What needs to be done:
Format every line of the rows below as a JSON list of strings, one string per line, omitting blank lines.
# start of Records to process
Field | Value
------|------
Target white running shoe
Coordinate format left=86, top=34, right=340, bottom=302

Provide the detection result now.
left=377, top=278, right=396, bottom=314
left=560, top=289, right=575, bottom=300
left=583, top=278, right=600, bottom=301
# end of Records to process
Completed task:
[
  "Field | Value",
  "------|------",
  "Target white running shoe",
  "Coordinate format left=86, top=34, right=340, bottom=302",
  "Provide the detection result now.",
  "left=377, top=278, right=396, bottom=314",
  "left=560, top=289, right=575, bottom=300",
  "left=583, top=278, right=600, bottom=301"
]